Natural-language object grounding data

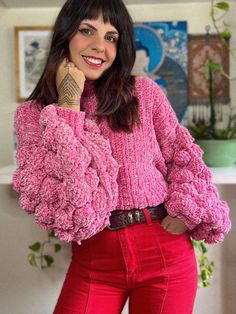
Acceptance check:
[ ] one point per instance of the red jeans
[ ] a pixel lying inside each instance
(155, 269)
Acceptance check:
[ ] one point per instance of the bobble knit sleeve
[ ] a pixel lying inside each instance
(66, 175)
(191, 195)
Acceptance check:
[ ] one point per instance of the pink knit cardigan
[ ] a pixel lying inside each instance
(73, 170)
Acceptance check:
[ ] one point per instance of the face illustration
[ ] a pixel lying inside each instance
(94, 47)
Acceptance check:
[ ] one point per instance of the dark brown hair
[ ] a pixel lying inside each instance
(115, 89)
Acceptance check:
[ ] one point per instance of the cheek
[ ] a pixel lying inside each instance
(112, 53)
(77, 44)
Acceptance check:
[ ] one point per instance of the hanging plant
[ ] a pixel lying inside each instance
(39, 256)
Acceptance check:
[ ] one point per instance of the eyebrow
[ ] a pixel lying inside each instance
(94, 28)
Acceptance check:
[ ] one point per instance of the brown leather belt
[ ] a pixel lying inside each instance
(123, 218)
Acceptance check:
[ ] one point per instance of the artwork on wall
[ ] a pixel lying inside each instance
(161, 54)
(31, 50)
(202, 49)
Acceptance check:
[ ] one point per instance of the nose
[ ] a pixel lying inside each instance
(98, 44)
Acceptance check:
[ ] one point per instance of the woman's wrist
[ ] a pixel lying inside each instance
(72, 107)
(71, 104)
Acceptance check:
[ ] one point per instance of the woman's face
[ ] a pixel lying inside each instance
(94, 47)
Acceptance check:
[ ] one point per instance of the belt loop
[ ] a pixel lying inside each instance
(147, 216)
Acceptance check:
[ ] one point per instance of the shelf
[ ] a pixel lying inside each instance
(224, 175)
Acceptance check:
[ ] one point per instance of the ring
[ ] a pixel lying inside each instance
(68, 65)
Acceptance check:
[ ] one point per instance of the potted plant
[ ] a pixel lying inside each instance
(218, 144)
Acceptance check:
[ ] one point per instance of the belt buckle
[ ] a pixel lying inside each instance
(116, 228)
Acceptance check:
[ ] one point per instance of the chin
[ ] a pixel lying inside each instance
(92, 77)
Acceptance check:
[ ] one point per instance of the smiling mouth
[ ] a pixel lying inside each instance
(93, 61)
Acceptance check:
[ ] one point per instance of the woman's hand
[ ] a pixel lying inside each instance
(70, 85)
(173, 225)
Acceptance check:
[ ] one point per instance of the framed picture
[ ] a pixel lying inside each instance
(31, 51)
(202, 49)
(161, 54)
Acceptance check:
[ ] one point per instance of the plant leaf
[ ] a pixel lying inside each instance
(49, 260)
(32, 260)
(35, 247)
(57, 247)
(222, 6)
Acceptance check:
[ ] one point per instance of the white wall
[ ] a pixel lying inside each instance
(24, 290)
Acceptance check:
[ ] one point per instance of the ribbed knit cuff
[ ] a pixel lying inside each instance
(74, 118)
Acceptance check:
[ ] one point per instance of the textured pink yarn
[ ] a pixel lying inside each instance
(62, 177)
(73, 170)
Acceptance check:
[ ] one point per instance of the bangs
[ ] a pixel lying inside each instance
(111, 12)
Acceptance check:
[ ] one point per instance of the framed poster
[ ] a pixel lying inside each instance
(31, 51)
(161, 54)
(202, 49)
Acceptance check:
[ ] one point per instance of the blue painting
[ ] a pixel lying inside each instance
(161, 54)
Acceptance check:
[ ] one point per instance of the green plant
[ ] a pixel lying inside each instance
(207, 128)
(205, 267)
(38, 257)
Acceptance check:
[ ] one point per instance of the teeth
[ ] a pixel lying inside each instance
(95, 61)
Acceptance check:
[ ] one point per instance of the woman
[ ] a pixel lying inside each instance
(100, 152)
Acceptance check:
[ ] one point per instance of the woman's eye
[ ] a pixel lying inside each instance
(111, 38)
(85, 31)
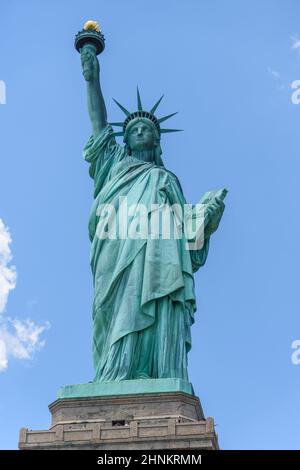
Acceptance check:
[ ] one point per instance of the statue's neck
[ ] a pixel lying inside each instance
(144, 155)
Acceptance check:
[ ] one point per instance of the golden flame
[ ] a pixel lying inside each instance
(91, 25)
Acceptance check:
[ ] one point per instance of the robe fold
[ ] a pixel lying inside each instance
(144, 299)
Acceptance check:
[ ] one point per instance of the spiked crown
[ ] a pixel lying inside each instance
(140, 113)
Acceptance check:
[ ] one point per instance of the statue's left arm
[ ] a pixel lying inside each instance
(213, 215)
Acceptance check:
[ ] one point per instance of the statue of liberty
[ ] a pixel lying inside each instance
(144, 297)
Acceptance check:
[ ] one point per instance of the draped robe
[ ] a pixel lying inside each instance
(144, 299)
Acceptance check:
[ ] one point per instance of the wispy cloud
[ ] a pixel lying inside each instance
(18, 338)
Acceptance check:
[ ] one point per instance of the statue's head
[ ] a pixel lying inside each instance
(141, 134)
(142, 131)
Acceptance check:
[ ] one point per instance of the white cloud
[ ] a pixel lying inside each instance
(18, 338)
(8, 274)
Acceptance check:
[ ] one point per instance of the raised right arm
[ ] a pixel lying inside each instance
(95, 100)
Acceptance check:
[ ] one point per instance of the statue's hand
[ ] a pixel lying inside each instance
(90, 64)
(214, 214)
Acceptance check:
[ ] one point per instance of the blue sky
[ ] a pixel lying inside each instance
(227, 67)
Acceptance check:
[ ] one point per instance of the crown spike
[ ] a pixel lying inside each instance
(125, 111)
(152, 111)
(119, 124)
(165, 131)
(139, 101)
(116, 134)
(166, 117)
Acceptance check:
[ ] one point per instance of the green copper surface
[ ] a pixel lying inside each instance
(125, 387)
(144, 293)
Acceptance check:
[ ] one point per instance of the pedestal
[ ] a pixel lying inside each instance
(169, 419)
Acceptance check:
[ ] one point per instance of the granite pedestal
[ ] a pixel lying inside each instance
(106, 420)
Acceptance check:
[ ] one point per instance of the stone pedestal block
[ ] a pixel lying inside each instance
(161, 420)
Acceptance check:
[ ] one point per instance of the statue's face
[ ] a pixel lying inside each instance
(141, 136)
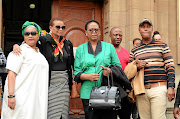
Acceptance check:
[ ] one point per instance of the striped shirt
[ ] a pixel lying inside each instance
(160, 67)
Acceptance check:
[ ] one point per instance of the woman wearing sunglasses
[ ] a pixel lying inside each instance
(90, 58)
(26, 87)
(59, 54)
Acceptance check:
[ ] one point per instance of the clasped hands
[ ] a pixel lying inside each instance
(95, 77)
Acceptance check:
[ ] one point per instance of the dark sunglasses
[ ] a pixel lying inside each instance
(58, 27)
(33, 33)
(91, 30)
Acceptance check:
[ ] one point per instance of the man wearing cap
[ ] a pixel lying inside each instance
(159, 73)
(123, 55)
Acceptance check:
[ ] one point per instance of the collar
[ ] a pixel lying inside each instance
(153, 40)
(98, 48)
(51, 40)
(26, 45)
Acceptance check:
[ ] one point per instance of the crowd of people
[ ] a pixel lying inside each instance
(40, 70)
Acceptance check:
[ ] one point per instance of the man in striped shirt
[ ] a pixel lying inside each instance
(159, 73)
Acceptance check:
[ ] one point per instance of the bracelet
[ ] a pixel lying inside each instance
(11, 96)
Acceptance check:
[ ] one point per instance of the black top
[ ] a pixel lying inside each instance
(46, 45)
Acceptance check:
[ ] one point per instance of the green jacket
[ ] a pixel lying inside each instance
(87, 61)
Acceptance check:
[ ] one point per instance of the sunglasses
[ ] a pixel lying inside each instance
(33, 33)
(58, 27)
(92, 30)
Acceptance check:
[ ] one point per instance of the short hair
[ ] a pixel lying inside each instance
(136, 40)
(54, 19)
(90, 22)
(115, 28)
(155, 33)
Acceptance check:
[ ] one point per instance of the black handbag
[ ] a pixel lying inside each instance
(105, 97)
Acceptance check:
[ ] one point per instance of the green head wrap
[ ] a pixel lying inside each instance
(27, 23)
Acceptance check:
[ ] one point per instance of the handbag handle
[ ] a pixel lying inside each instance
(107, 78)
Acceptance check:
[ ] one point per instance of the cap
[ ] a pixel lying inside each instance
(145, 20)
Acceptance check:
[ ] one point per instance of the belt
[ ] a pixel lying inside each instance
(149, 86)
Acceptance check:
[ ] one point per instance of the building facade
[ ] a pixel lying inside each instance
(125, 14)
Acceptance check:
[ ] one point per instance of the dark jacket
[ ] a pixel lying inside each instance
(45, 45)
(119, 79)
(177, 101)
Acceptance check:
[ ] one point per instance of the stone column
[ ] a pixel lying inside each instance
(1, 23)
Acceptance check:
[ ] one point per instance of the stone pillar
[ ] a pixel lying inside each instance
(1, 25)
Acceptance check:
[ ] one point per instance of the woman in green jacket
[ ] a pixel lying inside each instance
(89, 57)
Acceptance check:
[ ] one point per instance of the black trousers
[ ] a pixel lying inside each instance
(97, 114)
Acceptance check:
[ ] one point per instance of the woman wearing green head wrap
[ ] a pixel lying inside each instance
(59, 54)
(26, 87)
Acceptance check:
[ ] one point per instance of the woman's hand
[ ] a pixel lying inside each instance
(11, 103)
(141, 64)
(16, 49)
(105, 70)
(91, 77)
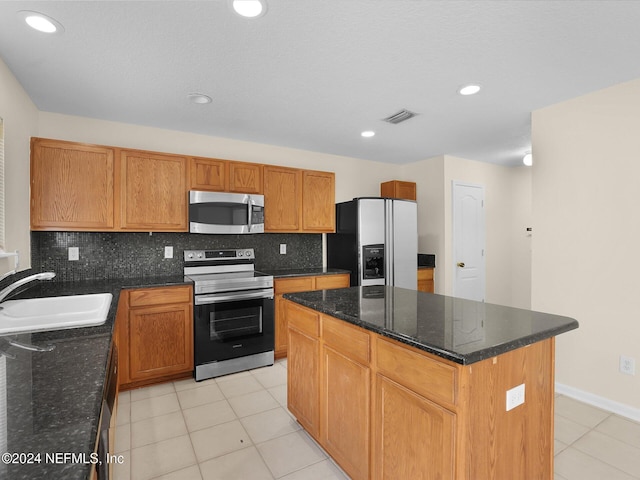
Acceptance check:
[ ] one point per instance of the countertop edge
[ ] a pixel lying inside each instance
(462, 359)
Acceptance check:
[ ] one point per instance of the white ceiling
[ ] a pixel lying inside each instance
(312, 74)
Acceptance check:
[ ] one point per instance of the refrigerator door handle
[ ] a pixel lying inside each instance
(388, 250)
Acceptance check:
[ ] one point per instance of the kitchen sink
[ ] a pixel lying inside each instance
(54, 313)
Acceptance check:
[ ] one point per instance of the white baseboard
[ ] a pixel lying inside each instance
(600, 402)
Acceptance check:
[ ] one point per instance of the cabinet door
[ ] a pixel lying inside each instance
(413, 437)
(346, 415)
(398, 189)
(318, 201)
(425, 280)
(160, 341)
(281, 329)
(245, 177)
(72, 186)
(303, 367)
(281, 199)
(209, 174)
(154, 192)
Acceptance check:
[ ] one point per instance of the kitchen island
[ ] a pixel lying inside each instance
(397, 383)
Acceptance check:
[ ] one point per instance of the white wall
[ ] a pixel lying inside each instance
(20, 123)
(507, 210)
(586, 220)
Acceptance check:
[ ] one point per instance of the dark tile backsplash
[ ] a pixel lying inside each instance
(106, 255)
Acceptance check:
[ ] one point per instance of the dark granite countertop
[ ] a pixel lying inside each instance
(463, 331)
(304, 272)
(53, 399)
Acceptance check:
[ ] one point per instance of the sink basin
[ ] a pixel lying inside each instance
(54, 313)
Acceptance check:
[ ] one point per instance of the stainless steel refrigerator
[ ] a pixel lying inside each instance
(377, 240)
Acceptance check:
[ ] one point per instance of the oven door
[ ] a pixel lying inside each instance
(215, 212)
(232, 325)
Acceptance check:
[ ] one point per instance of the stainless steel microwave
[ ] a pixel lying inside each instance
(218, 212)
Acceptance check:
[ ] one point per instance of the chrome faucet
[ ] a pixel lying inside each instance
(18, 283)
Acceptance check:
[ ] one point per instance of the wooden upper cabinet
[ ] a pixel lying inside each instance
(398, 189)
(225, 176)
(245, 177)
(154, 191)
(281, 199)
(72, 186)
(209, 174)
(318, 201)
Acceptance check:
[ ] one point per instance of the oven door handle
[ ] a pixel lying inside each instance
(232, 297)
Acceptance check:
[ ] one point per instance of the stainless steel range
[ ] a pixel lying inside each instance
(233, 312)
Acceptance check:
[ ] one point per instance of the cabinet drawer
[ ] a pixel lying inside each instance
(327, 282)
(159, 296)
(429, 378)
(297, 284)
(303, 319)
(347, 339)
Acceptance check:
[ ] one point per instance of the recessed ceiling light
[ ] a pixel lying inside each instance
(41, 22)
(249, 8)
(199, 98)
(469, 90)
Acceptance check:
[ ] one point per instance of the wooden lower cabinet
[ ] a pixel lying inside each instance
(414, 436)
(155, 335)
(386, 411)
(299, 284)
(345, 397)
(303, 365)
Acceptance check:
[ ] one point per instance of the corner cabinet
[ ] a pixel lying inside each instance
(318, 201)
(154, 192)
(72, 186)
(81, 187)
(155, 335)
(299, 200)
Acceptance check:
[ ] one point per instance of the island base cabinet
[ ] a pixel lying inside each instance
(413, 437)
(303, 392)
(346, 413)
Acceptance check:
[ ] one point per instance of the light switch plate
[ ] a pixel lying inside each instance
(515, 397)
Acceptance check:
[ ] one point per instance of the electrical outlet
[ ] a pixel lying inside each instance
(627, 365)
(515, 397)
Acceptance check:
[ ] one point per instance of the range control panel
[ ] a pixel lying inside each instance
(226, 254)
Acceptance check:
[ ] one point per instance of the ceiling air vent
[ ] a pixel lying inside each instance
(400, 117)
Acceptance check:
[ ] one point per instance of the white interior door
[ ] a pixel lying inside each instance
(468, 241)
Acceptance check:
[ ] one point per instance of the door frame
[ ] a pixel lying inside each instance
(482, 233)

#### What is being asked
In the entries above, some lines hold the string "handbag". Copy each of them.

#### Exercise output
[ ] one point per instance of the black handbag
[ ] one point per instance of the handbag handle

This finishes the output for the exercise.